**TASK DETAILS:**
Set down each of the records below exactly as it reads. No pictures go into the copy.

**THE INPUT:**
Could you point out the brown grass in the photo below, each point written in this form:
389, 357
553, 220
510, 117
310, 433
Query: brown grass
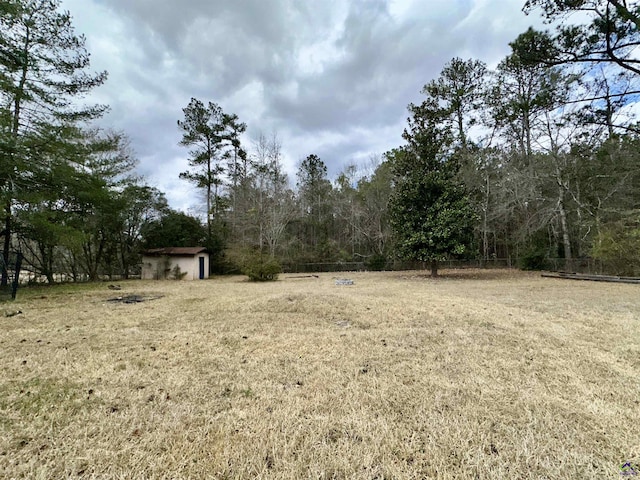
479, 374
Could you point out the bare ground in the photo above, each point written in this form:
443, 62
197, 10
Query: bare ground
479, 374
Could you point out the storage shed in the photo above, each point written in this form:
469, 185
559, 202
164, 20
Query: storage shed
175, 263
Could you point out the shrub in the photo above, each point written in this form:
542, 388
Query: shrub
261, 268
533, 260
376, 262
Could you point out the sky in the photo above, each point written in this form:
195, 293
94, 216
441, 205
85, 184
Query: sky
328, 77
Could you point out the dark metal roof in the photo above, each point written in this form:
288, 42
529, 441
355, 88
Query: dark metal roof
175, 251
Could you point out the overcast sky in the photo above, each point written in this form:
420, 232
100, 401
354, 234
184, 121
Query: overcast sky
330, 77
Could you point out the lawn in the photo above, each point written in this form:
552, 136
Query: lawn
478, 374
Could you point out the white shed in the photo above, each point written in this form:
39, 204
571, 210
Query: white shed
177, 263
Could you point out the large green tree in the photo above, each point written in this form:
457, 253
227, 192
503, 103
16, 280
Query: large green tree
43, 71
430, 210
610, 35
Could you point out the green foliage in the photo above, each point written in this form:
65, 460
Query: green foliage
430, 211
174, 229
260, 268
617, 246
376, 262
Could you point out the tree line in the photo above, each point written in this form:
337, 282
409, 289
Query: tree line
535, 159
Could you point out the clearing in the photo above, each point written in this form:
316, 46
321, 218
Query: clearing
479, 374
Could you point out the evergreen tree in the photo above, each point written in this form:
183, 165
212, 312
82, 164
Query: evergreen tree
430, 211
43, 69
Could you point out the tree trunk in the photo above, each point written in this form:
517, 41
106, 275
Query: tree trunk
434, 268
7, 244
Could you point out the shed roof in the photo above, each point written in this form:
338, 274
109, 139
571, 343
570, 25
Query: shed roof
175, 251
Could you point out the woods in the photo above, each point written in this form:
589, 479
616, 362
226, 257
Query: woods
533, 160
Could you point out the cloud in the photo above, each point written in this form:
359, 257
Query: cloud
331, 78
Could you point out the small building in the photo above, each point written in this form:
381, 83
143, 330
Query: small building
175, 263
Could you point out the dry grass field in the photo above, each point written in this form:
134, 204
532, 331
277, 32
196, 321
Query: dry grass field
478, 374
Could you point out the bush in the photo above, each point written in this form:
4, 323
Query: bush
533, 260
261, 268
376, 262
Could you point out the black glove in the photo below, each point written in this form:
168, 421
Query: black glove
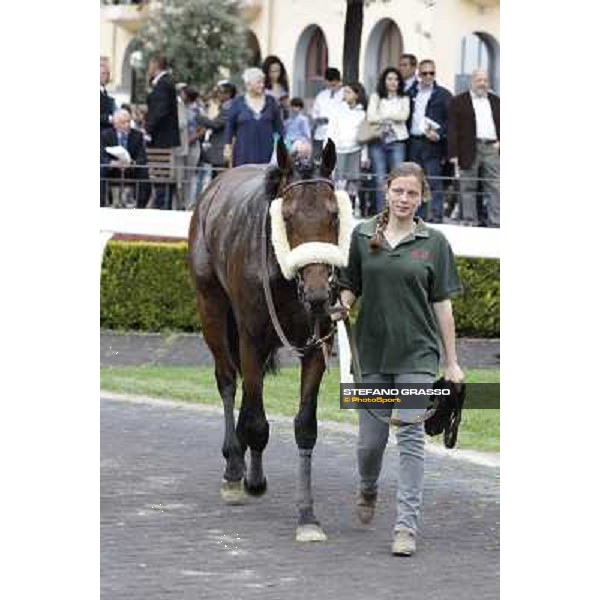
448, 414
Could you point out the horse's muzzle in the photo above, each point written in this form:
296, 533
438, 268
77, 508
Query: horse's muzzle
318, 300
315, 288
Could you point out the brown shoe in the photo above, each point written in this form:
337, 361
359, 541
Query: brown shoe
404, 543
365, 506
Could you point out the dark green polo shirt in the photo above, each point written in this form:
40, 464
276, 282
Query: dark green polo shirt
396, 329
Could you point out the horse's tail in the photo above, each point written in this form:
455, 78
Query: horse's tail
233, 340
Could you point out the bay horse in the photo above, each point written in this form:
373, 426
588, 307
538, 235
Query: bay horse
285, 223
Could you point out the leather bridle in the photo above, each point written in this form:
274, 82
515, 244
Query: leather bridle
316, 340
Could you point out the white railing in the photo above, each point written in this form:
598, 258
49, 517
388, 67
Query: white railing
471, 242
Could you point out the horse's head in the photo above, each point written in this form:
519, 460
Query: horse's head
310, 225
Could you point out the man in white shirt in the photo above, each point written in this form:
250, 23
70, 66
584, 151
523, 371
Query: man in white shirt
474, 147
326, 103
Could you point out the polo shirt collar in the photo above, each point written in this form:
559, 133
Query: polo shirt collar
367, 228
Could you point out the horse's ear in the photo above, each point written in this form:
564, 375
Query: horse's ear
284, 162
328, 158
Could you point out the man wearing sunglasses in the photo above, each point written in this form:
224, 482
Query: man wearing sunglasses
428, 125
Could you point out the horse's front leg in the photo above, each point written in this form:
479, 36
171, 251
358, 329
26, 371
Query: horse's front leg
252, 426
305, 428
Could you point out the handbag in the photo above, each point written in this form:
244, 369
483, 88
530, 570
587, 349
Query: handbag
368, 133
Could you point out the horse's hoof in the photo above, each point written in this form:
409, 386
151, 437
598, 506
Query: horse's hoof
310, 533
232, 492
256, 489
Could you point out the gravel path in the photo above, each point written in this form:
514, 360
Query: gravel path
190, 349
166, 534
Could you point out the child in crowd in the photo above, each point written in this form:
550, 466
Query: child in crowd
343, 130
297, 128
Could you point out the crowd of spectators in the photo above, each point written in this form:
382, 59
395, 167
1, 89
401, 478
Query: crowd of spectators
409, 117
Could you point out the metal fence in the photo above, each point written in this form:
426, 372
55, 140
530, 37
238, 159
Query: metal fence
180, 188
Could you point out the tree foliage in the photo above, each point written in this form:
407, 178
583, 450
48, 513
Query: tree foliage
203, 40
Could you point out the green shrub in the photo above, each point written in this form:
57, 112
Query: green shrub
147, 287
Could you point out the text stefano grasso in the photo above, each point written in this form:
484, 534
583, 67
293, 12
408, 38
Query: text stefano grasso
290, 261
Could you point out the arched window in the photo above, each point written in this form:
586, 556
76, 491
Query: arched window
310, 62
253, 58
390, 46
384, 47
316, 63
479, 50
133, 78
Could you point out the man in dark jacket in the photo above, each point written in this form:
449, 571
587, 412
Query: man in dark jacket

**RESULT FOR THIS TASK:**
Could you point out the brown grass in the photo below, each point written in this form:
389, 357
553, 220
510, 117
310, 433
Query: brown grass
479, 374
Could you point out the bare ground in the photo above, each point written in this form:
443, 62
197, 10
Query: bare ground
479, 374
Could you point out the storage shed in the photo above, each point written in this form:
469, 185
559, 202
164, 20
Query: storage shed
175, 263
Could you point out the shrub in the photo above, each point written in this form:
542, 388
Query: shrub
261, 268
533, 260
376, 262
Could you point out the sky in the photo above, each point written in this form:
195, 293
94, 216
441, 205
85, 184
Query: sky
328, 77
Could you point out the dark metal roof in the photo above, each point written in this form:
288, 42
529, 441
355, 88
Query: dark metal roof
175, 251
Could you point out the overcast sky in the photo above, each point written in this form:
420, 232
100, 401
354, 234
184, 121
Query: overcast sky
330, 77
Could you point out the lawn in the photo above, each point written in this form:
552, 136
Query: lawn
478, 374
Could you point out the white shed in the photo above, each point written in this form:
39, 204
571, 210
Query: white shed
177, 263
Could you point out the large green tree in the photo above, each point written in this form:
457, 253
227, 192
503, 103
16, 280
Query: large green tree
43, 71
430, 210
610, 35
Could you point out the green foliage in the photo above, each point written in this form:
65, 460
Query: green foliage
430, 211
174, 229
260, 268
617, 246
376, 262
Could you point out the tree line in the photo above, each point written in this form:
337, 282
409, 289
Query: tree line
535, 159
Could you point out the clearing in the photo above, each point written in this form:
316, 46
321, 218
Query: clearing
479, 374
Could you point out the evergreen tree in the photo above, each point written in this form:
183, 165
212, 312
82, 164
Query: evergreen tree
430, 211
43, 69
Could you point out the tree trunk in the photo above, each point written in this form:
517, 41
106, 275
Query: tree trunk
434, 268
7, 244
Could you point out the shed roof in the photo above, each point written in this form:
338, 274
109, 139
571, 343
570, 25
Query: shed roof
175, 251
Could you point out the woods in the photo above, each point written in this form:
589, 479
616, 362
226, 257
Query: woods
533, 160
Could you point out the cloud in the photo above, each point written in this form:
359, 257
Query: cloud
331, 78
Could you point out the small building in the photo above, each point written in this form:
381, 83
143, 330
Query: small building
175, 263
Could you point out the dry grass field in the photo above, each point written in this form:
134, 204
532, 331
277, 32
196, 321
Query: dry grass field
478, 374
Could you point out the bush in the photo above, each point written in this form:
4, 323
Query: bush
533, 260
261, 268
376, 262
Could you point out the black glove in the photo below, each point written in this form:
168, 421
Query: black glove
448, 414
Could you point out the horse's muzzle in the photo above, each point written in this form:
296, 533
438, 268
77, 508
Query: horse's muzzle
318, 300
315, 288
Could you point out the brown shoe in the photo above, each point written in this form:
337, 361
359, 541
Query: brown shoe
404, 543
365, 506
Could you point out the dark green polo shirt in the photo above, each point written in this form:
40, 464
276, 282
Query: dark green polo shirt
396, 329
Could you point out the horse's tail in the photo above, each point written in this form:
455, 78
Query: horse's tail
233, 340
Could you point out the bay horse in the photo above, each point written in this form:
373, 426
588, 307
538, 235
Query: bay horse
285, 223
Could you point out the leather bridle in the photo above, each point written in this form:
274, 82
515, 244
Query: leather bridle
316, 340
Could you point out the white railing in the photo above, each point written in this form:
598, 258
49, 517
388, 67
Query: white railing
471, 242
Could you point out the horse's head in the photo above, each point written in this form:
519, 460
Query: horse's head
310, 225
Could you point out the man in white shirt in the photo above, each point written in this form:
250, 23
70, 66
584, 151
523, 371
Query: man in white shirt
474, 147
326, 103
Could you point out the polo shirt collar in the photo above, each point written in this form:
559, 133
Query: polo shirt collar
367, 228
Could you point out the horse's ear in the photo above, each point written in this form:
564, 375
Query: horse's ear
284, 162
328, 158
Could you point out the man wearing sunglasses in the photo above, each point written in this form:
224, 482
Query: man wearing sunglasses
428, 125
Could you point out the horse's front leg in the photo above, each point written in this form:
479, 36
171, 251
358, 329
26, 371
Query: horse's front leg
252, 426
305, 428
Could you point out the handbag in the photo above, each point written in this form:
244, 369
483, 88
530, 570
587, 349
Query: handbag
368, 133
Could you point out the horse's hoof in the photo above, each point written in this form:
409, 386
151, 437
598, 506
Query: horse's hoof
310, 533
232, 492
256, 489
Could you point out the gravel path in the photo above, each point written in this form:
514, 360
Query: gravel path
190, 349
166, 534
Could you point out the child in crowd in the photo above, each point written in this form:
550, 466
Query: child in crowd
343, 130
297, 128
Could you point out the crowd of spectators in the photo above, each point written in this form:
382, 59
395, 167
1, 89
401, 478
Query: crowd of spectators
409, 117
Could you point out the metal fence in the photo above, each point written in this form:
426, 372
55, 140
530, 37
238, 159
Query: metal fence
180, 188
Could you point out the tree foliage in the photo above, each point written in this form:
407, 178
583, 450
48, 513
Query: tree foliage
203, 40
Could you point out the green shrub in the photo above, each point written in this form:
57, 112
Query: green shrub
147, 287
Could you point out the text stefano grasso in the photo above, each point written in this form:
484, 534
583, 67
293, 12
408, 38
Query: text stefano grasso
290, 261
Could you point out the arched window in the photo above, each point written in this form:
586, 556
76, 491
Query: arched window
310, 62
253, 58
390, 46
384, 47
316, 63
479, 50
133, 78
Could you point out the man in dark jacket in the photo above, each point written in this form:
449, 571
587, 412
Query: man in dark jacket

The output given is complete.